What is asked: Reproduce all of the data exactly.

Information provided:

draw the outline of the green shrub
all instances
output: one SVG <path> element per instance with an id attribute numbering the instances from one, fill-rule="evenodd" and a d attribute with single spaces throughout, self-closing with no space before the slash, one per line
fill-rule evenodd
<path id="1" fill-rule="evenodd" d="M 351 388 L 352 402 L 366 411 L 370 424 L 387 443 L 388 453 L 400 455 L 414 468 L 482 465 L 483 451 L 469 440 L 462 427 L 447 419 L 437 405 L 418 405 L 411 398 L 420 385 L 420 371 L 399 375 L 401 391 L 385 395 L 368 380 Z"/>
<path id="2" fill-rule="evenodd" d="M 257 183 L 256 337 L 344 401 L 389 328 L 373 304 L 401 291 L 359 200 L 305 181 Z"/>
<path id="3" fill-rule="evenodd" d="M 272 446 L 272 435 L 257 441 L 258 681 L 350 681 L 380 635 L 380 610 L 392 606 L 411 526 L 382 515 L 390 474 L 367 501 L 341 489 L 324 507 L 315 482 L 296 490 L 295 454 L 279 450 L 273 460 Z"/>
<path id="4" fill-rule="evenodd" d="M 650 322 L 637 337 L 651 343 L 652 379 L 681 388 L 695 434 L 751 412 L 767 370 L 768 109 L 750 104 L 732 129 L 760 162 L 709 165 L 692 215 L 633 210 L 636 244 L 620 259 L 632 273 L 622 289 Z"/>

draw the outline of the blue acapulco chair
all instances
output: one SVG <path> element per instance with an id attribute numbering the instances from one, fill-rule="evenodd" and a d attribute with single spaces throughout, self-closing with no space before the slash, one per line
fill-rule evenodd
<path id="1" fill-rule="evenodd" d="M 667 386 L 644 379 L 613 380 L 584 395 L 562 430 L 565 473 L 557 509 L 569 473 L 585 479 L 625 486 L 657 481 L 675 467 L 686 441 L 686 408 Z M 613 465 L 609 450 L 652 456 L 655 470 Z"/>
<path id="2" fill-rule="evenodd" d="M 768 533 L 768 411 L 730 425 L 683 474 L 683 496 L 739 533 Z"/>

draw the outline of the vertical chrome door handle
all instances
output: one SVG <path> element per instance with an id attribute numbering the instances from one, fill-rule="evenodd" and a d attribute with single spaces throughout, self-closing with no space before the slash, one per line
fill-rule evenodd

Response to this task:
draw the outline of the green shrub
all instances
output: one SVG <path> element per instance with an id attribute numbering the instances from one, fill-rule="evenodd" and a d attribute with single spaces throughout, self-closing with no space before the slash, one per line
fill-rule evenodd
<path id="1" fill-rule="evenodd" d="M 351 388 L 352 402 L 366 411 L 370 424 L 387 443 L 388 453 L 400 455 L 414 468 L 482 465 L 483 451 L 469 440 L 462 427 L 447 419 L 437 405 L 418 405 L 411 398 L 420 385 L 420 371 L 399 375 L 401 391 L 385 395 L 368 380 Z"/>
<path id="2" fill-rule="evenodd" d="M 257 183 L 256 337 L 344 401 L 389 328 L 373 304 L 401 291 L 359 200 L 305 181 Z"/>
<path id="3" fill-rule="evenodd" d="M 272 446 L 272 435 L 257 441 L 258 681 L 350 681 L 380 635 L 380 610 L 392 606 L 411 526 L 382 515 L 390 474 L 367 501 L 341 489 L 324 507 L 315 482 L 296 490 L 295 454 L 279 450 L 273 460 Z"/>
<path id="4" fill-rule="evenodd" d="M 650 322 L 637 337 L 651 343 L 652 379 L 681 388 L 695 434 L 751 412 L 767 370 L 768 109 L 750 104 L 732 129 L 760 162 L 709 165 L 692 215 L 633 210 L 636 244 L 620 259 L 632 273 L 622 289 Z"/>

draw the outline of the blue acapulco chair
all instances
output: one SVG <path> element per instance with an id attribute numbering the instances from one, fill-rule="evenodd" and a d attribute with single spaces throughout, self-closing with no space before the slash, one per line
fill-rule evenodd
<path id="1" fill-rule="evenodd" d="M 667 386 L 644 379 L 613 380 L 584 395 L 562 430 L 565 473 L 557 509 L 569 473 L 585 479 L 625 486 L 657 481 L 675 467 L 686 441 L 686 408 Z M 613 465 L 609 450 L 652 456 L 655 470 Z"/>
<path id="2" fill-rule="evenodd" d="M 768 533 L 768 411 L 730 425 L 683 474 L 683 496 L 739 533 Z"/>

draw the outline of the vertical chrome door handle
all instances
output: one SVG <path> element per instance with an id attribute numbering the instances from one, fill-rule="evenodd" and a d attribute with single spaces throughout, self-closing with no space before the slash, one per line
fill-rule evenodd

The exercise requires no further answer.